# WORK REQUIRED:
Pictures aside, every line of the listing should be given again exactly.

━━ DATASET

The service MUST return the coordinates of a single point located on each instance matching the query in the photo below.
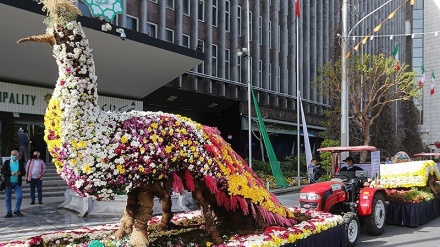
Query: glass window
(185, 40)
(270, 35)
(214, 13)
(239, 68)
(214, 60)
(227, 64)
(201, 11)
(260, 20)
(170, 4)
(250, 25)
(186, 8)
(260, 71)
(201, 67)
(151, 29)
(270, 76)
(132, 23)
(239, 20)
(169, 35)
(227, 16)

━━━━

# TASK SOLUTION:
The service MUST return the coordinates of a single point located on each instance matching the query in the photo below.
Query: glass window
(185, 40)
(270, 35)
(214, 13)
(239, 68)
(214, 60)
(227, 64)
(201, 11)
(260, 20)
(170, 4)
(250, 25)
(186, 8)
(260, 71)
(201, 67)
(151, 29)
(270, 76)
(132, 23)
(239, 20)
(169, 35)
(227, 16)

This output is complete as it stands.